Bug #4757
closedceph-disk-prepare will not use all available space with >2TB hard drives
0%
Description
When sharing the journal with the OSD data, ceph-disk-prepare will not use all the available disk space with disks >2TB.
This has been reproduced on a 3TB HD with VirtualBox (VBoxManage createhd --filename 3TB.vdi --size 3000000 --format VDI --variant Standard).
# ceph-disk-prepare /dev/sde # sgdisk -p /dev/sde Disk /dev/sde: 6144000000 sectors, 2.9 TiB Logical sector size: 512 bytes Disk identifier (GUID): C9183EF7-05CA-461C-B47D-BF9257E69596 Partition table holds up to 128 entries First usable sector is 34, last usable sector is 6143999966 Partitions will be aligned on 2048-sector boundaries Total free space is 1838544895 sectors (876.7 GiB) Number Start (sector) End (sector) Size Code Name 1 1849032704 6143999966 2.0 TiB FFFF ceph data 2 1838544896 1849032670 5.0 GiB FFFF ceph journal
It seems that the journal creation is the issue. The end sector should be 6143999966 instead of 1849032670.
Looking at ceph-disk code, this is immitable with:# sgdisk --new=2:-1024M:0 /dev/sde
Making the journal starts at the beginning of the disk works:
diff --git a/src/ceph-disk b/src/ceph-disk index 28cba37..4abf9c4 100755 --- a/src/ceph-disk +++ b/src/ceph-disk @@ -629,7 +629,7 @@ def prepare_journal_dev( # journal at end of free space so partitioning tools don't # reorder them suddenly num = 2 - journal_part = '{num}:-{size}M:0'.format( + journal_part = '{num}:0:{size}M'.format( num=num, size=journal_size, )

________

Exercise task 1: Output the bug report word for word, from "Looking at ceph-disk" up to and including "num=num, size=journal_size, )".

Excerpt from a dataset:
________

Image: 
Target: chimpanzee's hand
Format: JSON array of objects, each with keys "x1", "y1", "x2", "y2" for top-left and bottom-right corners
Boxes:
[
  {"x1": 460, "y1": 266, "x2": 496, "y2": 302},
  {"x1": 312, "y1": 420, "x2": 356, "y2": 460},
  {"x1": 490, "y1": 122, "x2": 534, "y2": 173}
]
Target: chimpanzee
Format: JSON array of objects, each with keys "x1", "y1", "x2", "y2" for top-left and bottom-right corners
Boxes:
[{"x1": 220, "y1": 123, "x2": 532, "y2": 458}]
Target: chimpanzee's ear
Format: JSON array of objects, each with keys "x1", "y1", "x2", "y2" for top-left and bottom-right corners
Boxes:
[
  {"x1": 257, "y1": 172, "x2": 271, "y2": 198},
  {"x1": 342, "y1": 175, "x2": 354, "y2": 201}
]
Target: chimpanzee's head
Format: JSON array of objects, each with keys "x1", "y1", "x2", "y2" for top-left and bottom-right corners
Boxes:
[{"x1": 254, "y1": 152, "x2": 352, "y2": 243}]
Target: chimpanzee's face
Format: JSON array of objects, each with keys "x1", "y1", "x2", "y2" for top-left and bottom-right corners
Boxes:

________

Exercise task 2: Return every line of the listing above unchanged.

Final result 1:
Looking at ceph-disk code, this is immitable with:# sgdisk --new=2:-1024M:0 /dev/sde
Making the journal starts at the beginning of the disk works:
diff --git a/src/ceph-disk b/src/ceph-disk index 28cba37..4abf9c4 100755 --- a/src/ceph-disk +++ b/src/ceph-disk @@ -629,7 +629,7 @@ def prepare_journal_dev( # journal at end of free space so partitioning tools don't # reorder them suddenly num = 2 - journal_part = '{num}:-{size}M:0'.format( + journal_part = '{num}:0:{size}M'.format( num=num, size=journal_size, )

Final result 2:
Image: 
Target: chimpanzee's hand
Format: JSON array of objects, each with keys "x1", "y1", "x2", "y2" for top-left and bottom-right corners
Boxes:
[
  {"x1": 460, "y1": 266, "x2": 496, "y2": 302},
  {"x1": 312, "y1": 420, "x2": 356, "y2": 460},
  {"x1": 490, "y1": 122, "x2": 534, "y2": 173}
]
Target: chimpanzee
Format: JSON array of objects, each with keys "x1", "y1", "x2", "y2" for top-left and bottom-right corners
Boxes:
[{"x1": 220, "y1": 123, "x2": 532, "y2": 458}]
Target: chimpanzee's ear
Format: JSON array of objects, each with keys "x1", "y1", "x2", "y2" for top-left and bottom-right corners
Boxes:
[
  {"x1": 257, "y1": 172, "x2": 271, "y2": 198},
  {"x1": 342, "y1": 175, "x2": 354, "y2": 201}
]
Target: chimpanzee's head
Format: JSON array of objects, each with keys "x1", "y1", "x2", "y2" for top-left and bottom-right corners
Boxes:
[{"x1": 254, "y1": 152, "x2": 352, "y2": 243}]
Target: chimpanzee's face
Format: JSON array of objects, each with keys "x1", "y1", "x2", "y2" for top-left and bottom-right corners
Boxes:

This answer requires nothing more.